● PROVIDED DATA:
+ + + +
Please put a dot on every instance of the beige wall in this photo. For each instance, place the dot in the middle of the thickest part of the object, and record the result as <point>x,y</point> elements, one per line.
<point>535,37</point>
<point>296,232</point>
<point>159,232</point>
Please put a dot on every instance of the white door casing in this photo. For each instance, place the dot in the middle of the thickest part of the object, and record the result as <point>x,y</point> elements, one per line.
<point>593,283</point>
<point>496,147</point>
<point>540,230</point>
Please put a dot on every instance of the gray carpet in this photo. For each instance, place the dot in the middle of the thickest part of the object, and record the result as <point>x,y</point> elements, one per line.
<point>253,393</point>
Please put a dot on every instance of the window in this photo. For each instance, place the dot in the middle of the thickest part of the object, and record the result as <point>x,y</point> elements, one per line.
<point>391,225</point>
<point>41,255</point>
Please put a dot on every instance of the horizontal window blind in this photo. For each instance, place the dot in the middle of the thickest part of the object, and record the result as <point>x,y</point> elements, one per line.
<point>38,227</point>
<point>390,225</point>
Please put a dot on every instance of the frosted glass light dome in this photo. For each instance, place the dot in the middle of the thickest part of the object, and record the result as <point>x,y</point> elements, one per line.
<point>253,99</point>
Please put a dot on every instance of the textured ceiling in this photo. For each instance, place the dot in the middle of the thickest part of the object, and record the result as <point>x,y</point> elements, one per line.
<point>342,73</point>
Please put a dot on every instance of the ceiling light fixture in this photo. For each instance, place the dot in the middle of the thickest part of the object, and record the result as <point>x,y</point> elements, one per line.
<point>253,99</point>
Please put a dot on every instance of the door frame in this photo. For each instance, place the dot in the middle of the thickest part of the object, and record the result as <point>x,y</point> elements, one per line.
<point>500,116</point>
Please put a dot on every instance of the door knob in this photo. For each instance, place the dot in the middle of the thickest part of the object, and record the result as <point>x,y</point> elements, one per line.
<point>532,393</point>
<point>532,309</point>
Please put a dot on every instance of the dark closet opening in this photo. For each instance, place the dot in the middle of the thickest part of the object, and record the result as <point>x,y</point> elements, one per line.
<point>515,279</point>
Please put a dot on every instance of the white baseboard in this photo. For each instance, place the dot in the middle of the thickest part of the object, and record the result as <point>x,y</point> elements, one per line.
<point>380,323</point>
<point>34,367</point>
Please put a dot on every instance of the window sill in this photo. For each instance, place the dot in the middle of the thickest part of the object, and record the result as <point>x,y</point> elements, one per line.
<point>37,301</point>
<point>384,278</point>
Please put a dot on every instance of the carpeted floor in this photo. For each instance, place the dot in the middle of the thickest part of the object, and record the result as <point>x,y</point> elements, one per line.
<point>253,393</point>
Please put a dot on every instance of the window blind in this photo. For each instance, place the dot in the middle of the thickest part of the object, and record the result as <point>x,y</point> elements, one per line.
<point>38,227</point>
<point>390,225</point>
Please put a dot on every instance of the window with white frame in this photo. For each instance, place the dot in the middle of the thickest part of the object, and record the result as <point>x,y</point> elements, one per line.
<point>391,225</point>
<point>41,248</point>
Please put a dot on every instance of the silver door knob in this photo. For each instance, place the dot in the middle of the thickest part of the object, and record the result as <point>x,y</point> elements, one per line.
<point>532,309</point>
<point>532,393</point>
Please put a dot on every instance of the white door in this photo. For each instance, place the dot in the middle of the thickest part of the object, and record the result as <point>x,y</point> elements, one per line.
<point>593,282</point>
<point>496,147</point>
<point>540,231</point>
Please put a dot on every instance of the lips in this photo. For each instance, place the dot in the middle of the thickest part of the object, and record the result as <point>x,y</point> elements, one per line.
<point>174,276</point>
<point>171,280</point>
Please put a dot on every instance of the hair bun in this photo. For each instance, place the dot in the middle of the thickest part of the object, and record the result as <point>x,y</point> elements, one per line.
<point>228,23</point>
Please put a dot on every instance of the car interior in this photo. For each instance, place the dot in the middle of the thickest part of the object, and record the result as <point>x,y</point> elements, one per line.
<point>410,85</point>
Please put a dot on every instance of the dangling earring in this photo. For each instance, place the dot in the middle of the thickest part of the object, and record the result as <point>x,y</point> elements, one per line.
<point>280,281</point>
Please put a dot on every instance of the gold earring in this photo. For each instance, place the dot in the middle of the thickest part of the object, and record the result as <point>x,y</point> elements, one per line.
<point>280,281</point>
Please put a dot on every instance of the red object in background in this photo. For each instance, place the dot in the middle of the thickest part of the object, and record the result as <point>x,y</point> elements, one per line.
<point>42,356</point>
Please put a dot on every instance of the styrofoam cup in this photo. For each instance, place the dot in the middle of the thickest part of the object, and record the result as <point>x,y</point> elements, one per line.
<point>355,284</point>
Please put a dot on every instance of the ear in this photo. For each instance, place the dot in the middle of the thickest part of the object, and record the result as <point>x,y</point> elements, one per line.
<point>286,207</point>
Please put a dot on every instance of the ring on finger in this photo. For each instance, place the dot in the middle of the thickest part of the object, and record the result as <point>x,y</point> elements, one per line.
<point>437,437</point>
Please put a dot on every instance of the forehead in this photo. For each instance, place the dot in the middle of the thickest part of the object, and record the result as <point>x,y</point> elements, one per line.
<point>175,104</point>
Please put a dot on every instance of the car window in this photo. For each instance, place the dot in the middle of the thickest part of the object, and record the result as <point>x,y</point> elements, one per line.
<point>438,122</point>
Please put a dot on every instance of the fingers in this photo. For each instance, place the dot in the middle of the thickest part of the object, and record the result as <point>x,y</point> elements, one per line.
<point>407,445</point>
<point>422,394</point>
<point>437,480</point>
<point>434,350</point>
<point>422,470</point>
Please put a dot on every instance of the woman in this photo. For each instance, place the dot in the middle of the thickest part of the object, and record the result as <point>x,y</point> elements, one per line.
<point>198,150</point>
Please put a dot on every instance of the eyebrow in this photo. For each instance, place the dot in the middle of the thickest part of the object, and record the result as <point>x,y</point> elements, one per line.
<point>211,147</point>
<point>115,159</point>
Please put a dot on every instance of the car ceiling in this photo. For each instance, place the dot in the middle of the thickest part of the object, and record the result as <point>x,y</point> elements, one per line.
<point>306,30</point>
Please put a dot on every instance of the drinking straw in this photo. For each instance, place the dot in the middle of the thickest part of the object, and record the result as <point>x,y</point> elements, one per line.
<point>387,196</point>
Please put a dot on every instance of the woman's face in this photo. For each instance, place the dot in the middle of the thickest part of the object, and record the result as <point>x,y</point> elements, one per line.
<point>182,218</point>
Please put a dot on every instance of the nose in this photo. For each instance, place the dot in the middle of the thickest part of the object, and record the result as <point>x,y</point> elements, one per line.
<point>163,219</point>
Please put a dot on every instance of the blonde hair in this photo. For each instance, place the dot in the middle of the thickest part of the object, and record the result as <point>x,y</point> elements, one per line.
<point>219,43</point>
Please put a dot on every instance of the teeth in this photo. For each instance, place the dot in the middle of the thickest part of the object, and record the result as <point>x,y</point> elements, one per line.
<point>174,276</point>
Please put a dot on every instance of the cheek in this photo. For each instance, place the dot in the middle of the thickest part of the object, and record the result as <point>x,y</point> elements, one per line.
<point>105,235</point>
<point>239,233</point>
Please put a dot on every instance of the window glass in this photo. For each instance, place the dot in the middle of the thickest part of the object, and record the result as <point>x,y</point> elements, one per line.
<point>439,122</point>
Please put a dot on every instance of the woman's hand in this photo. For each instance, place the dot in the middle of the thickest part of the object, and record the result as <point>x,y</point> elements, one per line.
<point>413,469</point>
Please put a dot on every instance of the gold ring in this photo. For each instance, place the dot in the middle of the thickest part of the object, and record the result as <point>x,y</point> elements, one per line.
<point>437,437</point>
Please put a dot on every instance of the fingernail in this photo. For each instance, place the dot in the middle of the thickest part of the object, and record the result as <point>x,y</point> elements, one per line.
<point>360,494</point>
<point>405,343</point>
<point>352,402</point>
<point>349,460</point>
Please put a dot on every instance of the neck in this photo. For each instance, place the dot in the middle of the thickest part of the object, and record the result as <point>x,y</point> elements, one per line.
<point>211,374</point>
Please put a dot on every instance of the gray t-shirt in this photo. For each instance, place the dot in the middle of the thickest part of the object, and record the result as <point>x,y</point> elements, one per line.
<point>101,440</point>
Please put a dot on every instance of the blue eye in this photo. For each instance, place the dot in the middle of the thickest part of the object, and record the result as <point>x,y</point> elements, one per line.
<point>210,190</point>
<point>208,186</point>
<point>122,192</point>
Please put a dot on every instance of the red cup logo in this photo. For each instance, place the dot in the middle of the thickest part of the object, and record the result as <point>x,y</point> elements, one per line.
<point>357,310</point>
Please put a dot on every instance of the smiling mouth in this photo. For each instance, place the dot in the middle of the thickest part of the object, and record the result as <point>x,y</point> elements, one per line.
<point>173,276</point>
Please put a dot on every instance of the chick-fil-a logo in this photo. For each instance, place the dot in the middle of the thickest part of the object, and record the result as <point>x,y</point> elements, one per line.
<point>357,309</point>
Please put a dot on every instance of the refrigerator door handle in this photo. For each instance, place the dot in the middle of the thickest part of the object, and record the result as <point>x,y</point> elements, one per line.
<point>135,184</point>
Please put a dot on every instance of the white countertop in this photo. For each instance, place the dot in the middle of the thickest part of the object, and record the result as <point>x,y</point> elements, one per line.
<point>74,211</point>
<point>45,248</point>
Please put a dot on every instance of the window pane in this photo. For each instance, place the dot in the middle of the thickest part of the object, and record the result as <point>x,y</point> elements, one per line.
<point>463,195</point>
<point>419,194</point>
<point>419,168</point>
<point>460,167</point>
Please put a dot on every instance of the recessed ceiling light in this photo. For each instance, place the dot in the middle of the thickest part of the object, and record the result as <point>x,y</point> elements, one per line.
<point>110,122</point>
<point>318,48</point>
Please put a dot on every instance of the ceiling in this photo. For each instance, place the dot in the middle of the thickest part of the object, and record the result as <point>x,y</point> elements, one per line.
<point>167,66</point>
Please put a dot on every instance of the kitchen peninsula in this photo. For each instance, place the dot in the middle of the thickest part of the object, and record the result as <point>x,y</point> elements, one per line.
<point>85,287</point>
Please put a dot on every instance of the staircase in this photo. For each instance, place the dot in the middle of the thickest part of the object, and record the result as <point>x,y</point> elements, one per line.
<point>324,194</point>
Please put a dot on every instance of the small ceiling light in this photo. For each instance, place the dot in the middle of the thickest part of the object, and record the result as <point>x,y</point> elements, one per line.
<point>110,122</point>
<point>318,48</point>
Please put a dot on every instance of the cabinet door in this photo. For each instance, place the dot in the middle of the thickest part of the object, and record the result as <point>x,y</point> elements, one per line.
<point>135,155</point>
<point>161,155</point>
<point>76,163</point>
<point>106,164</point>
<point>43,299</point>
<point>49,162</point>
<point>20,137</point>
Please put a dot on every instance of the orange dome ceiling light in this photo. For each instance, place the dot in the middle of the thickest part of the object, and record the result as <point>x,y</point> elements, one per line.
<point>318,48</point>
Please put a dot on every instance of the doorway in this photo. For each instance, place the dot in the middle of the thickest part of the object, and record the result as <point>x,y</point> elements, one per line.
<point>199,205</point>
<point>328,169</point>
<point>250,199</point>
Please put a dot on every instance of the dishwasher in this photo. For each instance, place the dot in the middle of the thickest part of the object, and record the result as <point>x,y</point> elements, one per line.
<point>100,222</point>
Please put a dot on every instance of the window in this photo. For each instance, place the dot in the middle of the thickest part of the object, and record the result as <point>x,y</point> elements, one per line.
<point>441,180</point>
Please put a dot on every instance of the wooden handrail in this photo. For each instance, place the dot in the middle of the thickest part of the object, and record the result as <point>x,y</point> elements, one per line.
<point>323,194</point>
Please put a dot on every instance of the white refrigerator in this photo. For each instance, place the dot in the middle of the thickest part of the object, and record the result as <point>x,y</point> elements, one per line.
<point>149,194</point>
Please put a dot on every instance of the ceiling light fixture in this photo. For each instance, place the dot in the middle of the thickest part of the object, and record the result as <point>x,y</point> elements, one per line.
+ + + +
● WHAT NEEDS TO BE DONE: Write out every line from the one containing "Please put a dot on every instance of the dark" down to the one containing "<point>34,367</point>", both included, with each line reproduced character for character.

● RESULT OF THIS EXERCISE:
Please put a dot on every instance of the dark closet opening in this photo. For each instance, place the dot in the middle of the thickest part of the object, and record the result as <point>x,y</point> elements, one per line.
<point>515,279</point>
Please put a dot on every instance of the white baseboard in this photo. For each instance, place the dot in the middle of the thickest part of the object, and record the result as <point>x,y</point> elements, one per line.
<point>380,323</point>
<point>34,367</point>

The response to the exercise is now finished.